#### [FRAGMENTO]
17 de diciembre de 2017

La Navidad

Las palabras y la vida
Alberto Martín Baró

Las principales festividades que se celebran en España siguen siendo religiosas. “Fiestas de guardar”, que se decía antes, porque en ellas hay obligación de oír misa.
Entre tales celebraciones destaca la Navidad, en la que conmemoramos la natividad, el nacimiento de Jesús en Belén de Judá, aunque sería más conocido como Jesús de Nazaret, o con el sobrenombre de Cristo, Jesucristo.

#### [TAREA BREVE A]
Indica si cada una de estas afirmaciones concuerda con el fragmento sobre la Navidad, respondiendo sí o no y citando literalmente las palabras del fragmento que lo deciden: (i) las principales festividades que se celebran en España siguen siendo religiosas; (ii) según el fragmento, Jesús nació en Nazaret; (iii) en las llamadas «fiestas de guardar» hay obligación de oír misa.

Registros de origen:

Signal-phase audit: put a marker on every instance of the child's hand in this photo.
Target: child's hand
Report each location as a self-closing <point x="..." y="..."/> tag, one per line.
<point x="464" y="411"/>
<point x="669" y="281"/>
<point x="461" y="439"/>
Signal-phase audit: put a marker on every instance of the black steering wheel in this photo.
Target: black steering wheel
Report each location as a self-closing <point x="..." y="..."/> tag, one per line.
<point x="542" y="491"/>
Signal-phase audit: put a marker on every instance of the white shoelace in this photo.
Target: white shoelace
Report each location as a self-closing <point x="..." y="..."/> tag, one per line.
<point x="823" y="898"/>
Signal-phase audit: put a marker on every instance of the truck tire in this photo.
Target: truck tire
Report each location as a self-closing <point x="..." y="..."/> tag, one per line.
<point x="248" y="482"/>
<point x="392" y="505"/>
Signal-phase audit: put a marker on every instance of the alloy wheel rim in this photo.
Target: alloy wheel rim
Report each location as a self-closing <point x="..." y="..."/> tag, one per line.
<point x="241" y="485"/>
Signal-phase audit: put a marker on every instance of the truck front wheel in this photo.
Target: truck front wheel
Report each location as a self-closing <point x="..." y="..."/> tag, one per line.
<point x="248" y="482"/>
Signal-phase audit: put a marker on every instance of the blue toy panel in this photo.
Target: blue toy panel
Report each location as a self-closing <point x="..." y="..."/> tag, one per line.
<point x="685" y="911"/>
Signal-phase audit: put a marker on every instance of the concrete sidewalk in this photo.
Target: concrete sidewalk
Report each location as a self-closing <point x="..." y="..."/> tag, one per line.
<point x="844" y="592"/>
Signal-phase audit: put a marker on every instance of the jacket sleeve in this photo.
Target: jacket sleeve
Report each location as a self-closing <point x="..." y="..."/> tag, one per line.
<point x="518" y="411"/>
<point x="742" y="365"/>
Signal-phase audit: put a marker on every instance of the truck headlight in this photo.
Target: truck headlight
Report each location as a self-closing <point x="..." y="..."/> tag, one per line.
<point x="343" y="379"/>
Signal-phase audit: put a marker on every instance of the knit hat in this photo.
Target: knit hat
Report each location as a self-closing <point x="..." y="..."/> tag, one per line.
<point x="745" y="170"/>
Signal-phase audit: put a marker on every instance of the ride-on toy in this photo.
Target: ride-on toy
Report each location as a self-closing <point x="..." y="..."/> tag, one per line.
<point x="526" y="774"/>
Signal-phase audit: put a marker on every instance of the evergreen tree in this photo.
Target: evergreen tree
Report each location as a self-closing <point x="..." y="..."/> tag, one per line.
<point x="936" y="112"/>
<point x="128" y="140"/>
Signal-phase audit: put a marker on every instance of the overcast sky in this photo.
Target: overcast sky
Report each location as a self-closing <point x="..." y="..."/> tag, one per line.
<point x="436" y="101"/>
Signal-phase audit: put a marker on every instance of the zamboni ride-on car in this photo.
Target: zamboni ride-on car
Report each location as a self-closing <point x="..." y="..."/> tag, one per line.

#### [TAREA BREVE B]
Transcribe sin ningún cambio las líneas del listado que van desde la que contiene «car in this photo.» hasta el final del listado, incluida esa primera línea.

#### [RESPUESTA CORRECTA A]
(i) Sí: «Las principales festividades que se celebran en España siguen siendo religiosas.»
(ii) No: «el nacimiento de Jesús en Belén de Judá».
(iii) Sí: «porque en ellas hay obligación de oír misa».

#### [RESPUESTA CORRECTA B]
Signal-phase audit: put a marker on every instance of the zamboni ride-on car in this photo.
Target: zamboni ride-on car
Report each location as a self-closing <point x="..." y="..."/> tag, one per line.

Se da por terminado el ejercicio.